┏━━

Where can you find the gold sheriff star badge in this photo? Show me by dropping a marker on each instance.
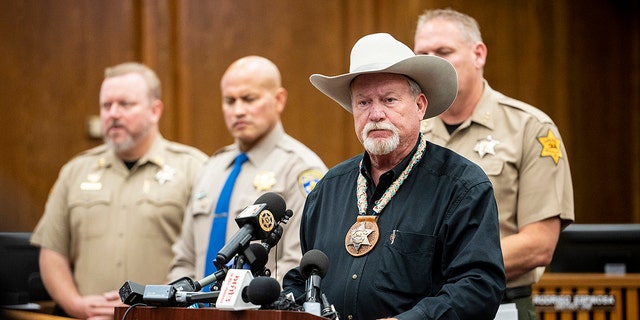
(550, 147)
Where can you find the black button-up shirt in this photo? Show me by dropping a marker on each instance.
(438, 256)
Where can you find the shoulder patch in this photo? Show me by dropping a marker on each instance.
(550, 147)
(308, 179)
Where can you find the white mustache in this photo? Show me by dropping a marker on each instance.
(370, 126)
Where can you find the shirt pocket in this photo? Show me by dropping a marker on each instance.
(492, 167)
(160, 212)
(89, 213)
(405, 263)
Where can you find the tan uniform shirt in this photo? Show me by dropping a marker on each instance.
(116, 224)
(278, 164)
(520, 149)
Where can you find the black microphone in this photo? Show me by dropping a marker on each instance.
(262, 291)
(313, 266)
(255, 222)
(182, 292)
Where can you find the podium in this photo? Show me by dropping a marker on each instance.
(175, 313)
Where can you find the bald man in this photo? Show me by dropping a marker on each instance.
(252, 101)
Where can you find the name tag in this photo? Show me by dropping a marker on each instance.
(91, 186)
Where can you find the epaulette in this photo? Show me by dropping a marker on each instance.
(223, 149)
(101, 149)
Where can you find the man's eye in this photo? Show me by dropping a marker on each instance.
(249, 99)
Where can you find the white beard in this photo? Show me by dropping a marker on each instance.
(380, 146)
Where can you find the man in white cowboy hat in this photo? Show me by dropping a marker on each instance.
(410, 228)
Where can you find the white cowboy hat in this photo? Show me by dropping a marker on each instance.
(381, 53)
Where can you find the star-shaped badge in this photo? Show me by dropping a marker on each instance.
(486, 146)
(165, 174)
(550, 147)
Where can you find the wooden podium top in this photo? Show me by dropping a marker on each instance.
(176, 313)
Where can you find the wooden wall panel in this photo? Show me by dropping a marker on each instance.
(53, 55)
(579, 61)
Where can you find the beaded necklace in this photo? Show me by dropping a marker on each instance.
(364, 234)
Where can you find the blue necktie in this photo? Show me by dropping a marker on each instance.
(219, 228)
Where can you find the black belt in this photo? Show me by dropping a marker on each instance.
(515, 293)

┗━━
┏━━

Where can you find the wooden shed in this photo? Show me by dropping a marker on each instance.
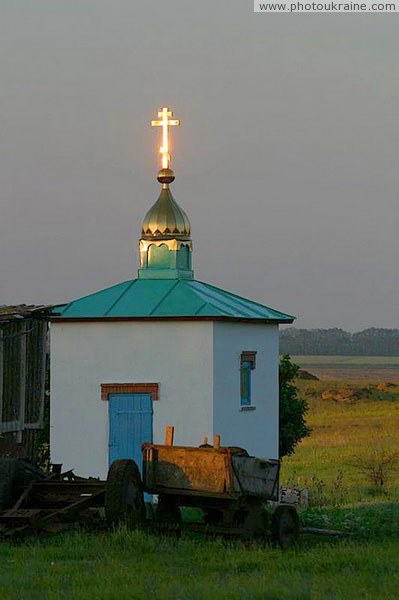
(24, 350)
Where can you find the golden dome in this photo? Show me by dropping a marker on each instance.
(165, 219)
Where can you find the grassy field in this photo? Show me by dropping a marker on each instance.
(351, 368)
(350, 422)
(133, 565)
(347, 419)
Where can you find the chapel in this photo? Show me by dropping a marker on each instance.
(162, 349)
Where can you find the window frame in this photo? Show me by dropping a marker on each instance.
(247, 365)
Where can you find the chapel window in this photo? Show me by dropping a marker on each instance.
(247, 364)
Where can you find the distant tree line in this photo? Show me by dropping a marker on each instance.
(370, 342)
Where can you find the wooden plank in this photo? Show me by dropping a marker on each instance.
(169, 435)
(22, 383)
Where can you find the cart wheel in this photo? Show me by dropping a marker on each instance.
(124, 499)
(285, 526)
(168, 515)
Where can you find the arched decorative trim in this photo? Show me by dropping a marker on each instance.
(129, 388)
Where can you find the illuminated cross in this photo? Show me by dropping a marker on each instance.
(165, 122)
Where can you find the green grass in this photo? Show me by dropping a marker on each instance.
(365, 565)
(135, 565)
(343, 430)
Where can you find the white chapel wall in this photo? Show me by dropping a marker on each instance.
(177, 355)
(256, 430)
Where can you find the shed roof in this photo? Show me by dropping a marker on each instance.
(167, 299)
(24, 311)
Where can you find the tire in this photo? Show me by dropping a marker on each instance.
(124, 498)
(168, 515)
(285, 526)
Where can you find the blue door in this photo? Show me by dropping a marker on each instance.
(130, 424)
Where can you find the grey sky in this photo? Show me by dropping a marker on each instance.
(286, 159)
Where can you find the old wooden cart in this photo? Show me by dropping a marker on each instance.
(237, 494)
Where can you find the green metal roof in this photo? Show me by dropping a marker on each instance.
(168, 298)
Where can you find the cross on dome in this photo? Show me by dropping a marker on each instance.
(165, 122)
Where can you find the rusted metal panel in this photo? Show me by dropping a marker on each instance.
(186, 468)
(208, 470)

┗━━

GIVEN INSTRUCTION:
Report every line of the records above that contains the word "wooden", copying each line in full.

ANSWER TO THIS PROBLEM:
Where can you find the wooden podium top in this photo? Show me by dropping a marker on each instance.
Where can you find the wooden wall panel in this photo? Show me by dropping a marker on each instance.
Where can you find the wooden shed in this photo? Show me by dropping a marker on each instance.
Where can you find the wooden plank in this photo? Show me by dropping a marker on each instance.
Where can you find the old wooden cart in this photo? Show me by dropping a marker on each instance.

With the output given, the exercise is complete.